* **Objective**: Write out the lines below, starting with the line that contains "Would you please pick out the metal bracket" and going on through the last line, with the requests included. Multiply every coordinate in the answers by 1.25 and round to whole numbers, rounding halves up, but leave the requests and their format samples unchanged.

[Excerpts from location labeling data]
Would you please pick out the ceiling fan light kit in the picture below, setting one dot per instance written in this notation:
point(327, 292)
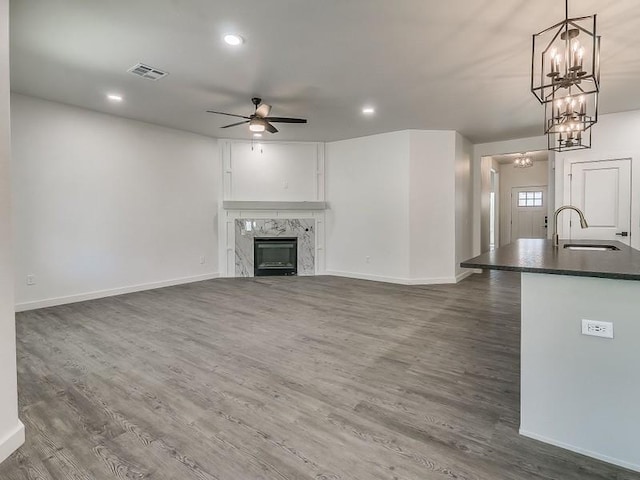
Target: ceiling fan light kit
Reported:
point(260, 120)
point(523, 161)
point(565, 78)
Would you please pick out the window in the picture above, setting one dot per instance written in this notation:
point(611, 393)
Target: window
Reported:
point(529, 199)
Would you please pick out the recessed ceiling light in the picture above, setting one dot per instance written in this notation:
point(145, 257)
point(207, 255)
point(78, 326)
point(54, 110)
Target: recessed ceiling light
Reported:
point(233, 39)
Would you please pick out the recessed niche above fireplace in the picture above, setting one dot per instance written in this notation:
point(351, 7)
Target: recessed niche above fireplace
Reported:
point(275, 256)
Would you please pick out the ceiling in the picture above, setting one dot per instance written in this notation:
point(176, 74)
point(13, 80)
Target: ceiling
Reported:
point(424, 64)
point(538, 156)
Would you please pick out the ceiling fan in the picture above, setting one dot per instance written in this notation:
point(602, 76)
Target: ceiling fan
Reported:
point(260, 120)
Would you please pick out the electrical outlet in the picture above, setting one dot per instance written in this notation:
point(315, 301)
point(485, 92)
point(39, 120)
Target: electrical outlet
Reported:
point(597, 329)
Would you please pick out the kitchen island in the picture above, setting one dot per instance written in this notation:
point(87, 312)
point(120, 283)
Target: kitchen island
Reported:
point(578, 391)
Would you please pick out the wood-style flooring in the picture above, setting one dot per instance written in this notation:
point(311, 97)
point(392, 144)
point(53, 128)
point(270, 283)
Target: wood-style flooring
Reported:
point(319, 378)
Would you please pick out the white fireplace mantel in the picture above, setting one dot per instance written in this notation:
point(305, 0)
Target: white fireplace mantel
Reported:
point(274, 206)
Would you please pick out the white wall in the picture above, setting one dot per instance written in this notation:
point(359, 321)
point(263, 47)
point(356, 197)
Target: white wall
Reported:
point(432, 206)
point(463, 203)
point(615, 136)
point(511, 177)
point(367, 187)
point(11, 430)
point(273, 171)
point(400, 206)
point(104, 205)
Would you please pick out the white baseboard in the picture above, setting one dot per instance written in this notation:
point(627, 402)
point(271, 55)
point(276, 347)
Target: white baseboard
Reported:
point(465, 274)
point(396, 280)
point(366, 276)
point(432, 281)
point(582, 451)
point(12, 441)
point(52, 302)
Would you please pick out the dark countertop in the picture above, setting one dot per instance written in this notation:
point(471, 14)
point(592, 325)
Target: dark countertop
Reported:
point(539, 256)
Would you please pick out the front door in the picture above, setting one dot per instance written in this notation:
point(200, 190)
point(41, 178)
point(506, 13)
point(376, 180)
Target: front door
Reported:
point(602, 190)
point(528, 212)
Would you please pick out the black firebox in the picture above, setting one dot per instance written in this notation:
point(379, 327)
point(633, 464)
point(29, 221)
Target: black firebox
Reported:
point(275, 256)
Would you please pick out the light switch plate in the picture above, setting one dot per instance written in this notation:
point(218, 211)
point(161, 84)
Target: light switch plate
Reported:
point(597, 329)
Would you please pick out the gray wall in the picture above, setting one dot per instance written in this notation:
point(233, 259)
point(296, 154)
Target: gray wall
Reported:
point(581, 392)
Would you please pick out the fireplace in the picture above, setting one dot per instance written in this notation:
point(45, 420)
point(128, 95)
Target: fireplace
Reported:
point(275, 256)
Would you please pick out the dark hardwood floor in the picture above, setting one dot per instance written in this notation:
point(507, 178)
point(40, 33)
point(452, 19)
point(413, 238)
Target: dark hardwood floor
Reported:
point(283, 378)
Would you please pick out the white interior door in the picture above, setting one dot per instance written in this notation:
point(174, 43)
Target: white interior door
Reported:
point(528, 212)
point(602, 190)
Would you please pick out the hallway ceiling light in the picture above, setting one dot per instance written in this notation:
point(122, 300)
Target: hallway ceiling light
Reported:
point(523, 161)
point(233, 39)
point(565, 78)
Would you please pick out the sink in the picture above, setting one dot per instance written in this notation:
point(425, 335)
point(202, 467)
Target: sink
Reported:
point(591, 248)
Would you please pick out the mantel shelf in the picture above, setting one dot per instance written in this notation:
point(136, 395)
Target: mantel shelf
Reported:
point(260, 205)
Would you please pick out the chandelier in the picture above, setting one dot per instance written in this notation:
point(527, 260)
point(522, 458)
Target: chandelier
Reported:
point(523, 162)
point(565, 78)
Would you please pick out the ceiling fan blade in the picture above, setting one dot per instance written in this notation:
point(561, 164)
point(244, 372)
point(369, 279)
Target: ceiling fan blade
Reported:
point(263, 110)
point(235, 124)
point(286, 120)
point(228, 114)
point(270, 128)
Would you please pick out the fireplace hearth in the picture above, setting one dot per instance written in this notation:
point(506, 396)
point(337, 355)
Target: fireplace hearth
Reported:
point(275, 256)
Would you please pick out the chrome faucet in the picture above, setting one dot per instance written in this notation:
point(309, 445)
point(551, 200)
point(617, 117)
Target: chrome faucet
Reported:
point(583, 221)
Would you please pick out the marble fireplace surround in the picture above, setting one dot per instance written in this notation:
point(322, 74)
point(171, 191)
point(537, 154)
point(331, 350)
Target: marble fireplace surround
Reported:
point(246, 229)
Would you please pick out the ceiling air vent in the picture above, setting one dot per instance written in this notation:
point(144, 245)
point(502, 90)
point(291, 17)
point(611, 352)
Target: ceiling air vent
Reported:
point(145, 71)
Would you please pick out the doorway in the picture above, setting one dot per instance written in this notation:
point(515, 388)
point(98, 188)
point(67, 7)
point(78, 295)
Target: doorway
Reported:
point(529, 212)
point(602, 190)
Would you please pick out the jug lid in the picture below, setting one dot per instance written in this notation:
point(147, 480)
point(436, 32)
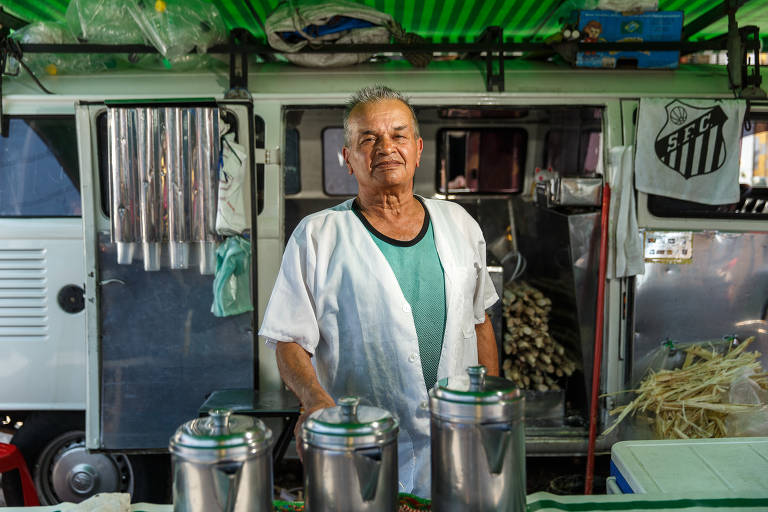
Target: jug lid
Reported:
point(494, 395)
point(350, 424)
point(221, 430)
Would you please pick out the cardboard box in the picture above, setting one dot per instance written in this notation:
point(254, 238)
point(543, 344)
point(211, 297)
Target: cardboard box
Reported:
point(611, 26)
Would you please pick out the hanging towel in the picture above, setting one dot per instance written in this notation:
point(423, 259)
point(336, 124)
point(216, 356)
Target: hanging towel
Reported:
point(626, 254)
point(689, 149)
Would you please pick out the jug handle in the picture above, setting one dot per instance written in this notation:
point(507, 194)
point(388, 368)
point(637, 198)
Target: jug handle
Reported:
point(368, 465)
point(231, 471)
point(495, 439)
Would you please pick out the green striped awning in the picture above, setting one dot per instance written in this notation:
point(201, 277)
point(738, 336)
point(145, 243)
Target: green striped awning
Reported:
point(445, 20)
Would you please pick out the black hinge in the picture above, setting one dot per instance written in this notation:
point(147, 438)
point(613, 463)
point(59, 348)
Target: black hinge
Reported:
point(238, 61)
point(493, 37)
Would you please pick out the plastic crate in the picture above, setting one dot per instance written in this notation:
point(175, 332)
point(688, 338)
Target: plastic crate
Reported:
point(611, 26)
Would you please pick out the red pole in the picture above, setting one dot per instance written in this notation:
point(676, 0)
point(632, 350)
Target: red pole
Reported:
point(598, 359)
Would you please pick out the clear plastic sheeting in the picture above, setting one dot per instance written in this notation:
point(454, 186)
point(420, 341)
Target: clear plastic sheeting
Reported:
point(102, 21)
point(177, 27)
point(163, 165)
point(56, 63)
point(293, 25)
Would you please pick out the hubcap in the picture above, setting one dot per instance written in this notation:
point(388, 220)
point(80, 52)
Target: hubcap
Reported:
point(67, 472)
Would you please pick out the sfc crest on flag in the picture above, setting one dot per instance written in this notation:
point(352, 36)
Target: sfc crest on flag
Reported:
point(689, 148)
point(691, 141)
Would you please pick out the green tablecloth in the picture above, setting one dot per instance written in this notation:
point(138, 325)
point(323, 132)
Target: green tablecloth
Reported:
point(545, 502)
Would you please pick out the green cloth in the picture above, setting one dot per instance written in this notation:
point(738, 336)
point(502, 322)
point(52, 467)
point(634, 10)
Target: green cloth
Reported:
point(419, 273)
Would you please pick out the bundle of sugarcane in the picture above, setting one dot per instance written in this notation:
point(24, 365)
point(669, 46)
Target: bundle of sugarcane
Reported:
point(692, 401)
point(533, 359)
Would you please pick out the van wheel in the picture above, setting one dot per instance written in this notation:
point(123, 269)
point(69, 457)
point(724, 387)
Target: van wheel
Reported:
point(53, 446)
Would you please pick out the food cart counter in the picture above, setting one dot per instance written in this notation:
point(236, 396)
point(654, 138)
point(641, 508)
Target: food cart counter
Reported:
point(752, 501)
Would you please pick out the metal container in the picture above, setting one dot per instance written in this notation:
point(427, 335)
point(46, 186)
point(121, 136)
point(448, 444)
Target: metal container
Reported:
point(222, 463)
point(478, 444)
point(350, 459)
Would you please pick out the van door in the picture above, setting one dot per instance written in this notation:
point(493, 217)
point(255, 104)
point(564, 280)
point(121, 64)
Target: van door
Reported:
point(155, 350)
point(42, 323)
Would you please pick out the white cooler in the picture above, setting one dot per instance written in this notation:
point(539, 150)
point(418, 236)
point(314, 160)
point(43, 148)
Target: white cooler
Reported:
point(674, 466)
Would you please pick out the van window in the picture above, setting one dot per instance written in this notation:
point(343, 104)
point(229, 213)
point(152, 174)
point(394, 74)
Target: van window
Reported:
point(481, 159)
point(573, 152)
point(39, 175)
point(753, 170)
point(336, 178)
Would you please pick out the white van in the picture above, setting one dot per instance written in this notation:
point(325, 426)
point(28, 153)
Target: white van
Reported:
point(101, 362)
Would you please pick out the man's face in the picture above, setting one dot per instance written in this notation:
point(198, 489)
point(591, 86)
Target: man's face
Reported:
point(383, 150)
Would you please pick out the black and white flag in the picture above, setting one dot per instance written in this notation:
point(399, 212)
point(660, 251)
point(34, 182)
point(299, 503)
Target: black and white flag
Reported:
point(689, 149)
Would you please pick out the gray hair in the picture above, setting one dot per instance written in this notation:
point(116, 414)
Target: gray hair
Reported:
point(373, 94)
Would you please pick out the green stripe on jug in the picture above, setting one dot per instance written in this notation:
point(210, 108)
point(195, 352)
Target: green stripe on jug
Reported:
point(671, 504)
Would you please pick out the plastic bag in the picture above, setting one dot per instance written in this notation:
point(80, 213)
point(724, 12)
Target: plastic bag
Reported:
point(176, 27)
point(294, 25)
point(752, 423)
point(102, 21)
point(232, 283)
point(188, 62)
point(56, 63)
point(231, 218)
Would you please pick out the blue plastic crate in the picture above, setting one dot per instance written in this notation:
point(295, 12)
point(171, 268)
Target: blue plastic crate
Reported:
point(611, 26)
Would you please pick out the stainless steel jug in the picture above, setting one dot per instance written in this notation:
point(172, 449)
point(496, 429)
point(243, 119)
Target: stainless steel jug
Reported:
point(222, 463)
point(350, 459)
point(478, 444)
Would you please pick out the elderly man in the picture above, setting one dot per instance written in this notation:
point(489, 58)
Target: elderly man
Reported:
point(385, 293)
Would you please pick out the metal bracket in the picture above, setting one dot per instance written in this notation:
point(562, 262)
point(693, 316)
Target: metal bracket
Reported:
point(750, 82)
point(266, 156)
point(493, 37)
point(238, 62)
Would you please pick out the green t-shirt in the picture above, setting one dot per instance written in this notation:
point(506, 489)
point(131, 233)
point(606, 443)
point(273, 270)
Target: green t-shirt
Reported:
point(419, 273)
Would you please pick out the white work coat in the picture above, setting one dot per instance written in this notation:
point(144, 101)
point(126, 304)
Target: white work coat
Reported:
point(338, 298)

* **Full answer**:
Would you please pick out the metal bracket in the picture above, setting one dot per instance written in this notation:
point(562, 262)
point(693, 316)
Target: metal bracket
Reported:
point(938, 103)
point(333, 195)
point(616, 46)
point(298, 78)
Would you please pick out the green t-shirt in the picture above, setting one dot per instance written in this notation:
point(506, 489)
point(131, 233)
point(606, 443)
point(273, 270)
Target: green t-shirt
Reported:
point(524, 341)
Would you please pick out the white work coat in the picture above, setting one dot per instance written in this notation:
point(144, 101)
point(126, 304)
Target: white work coat
Reported:
point(423, 373)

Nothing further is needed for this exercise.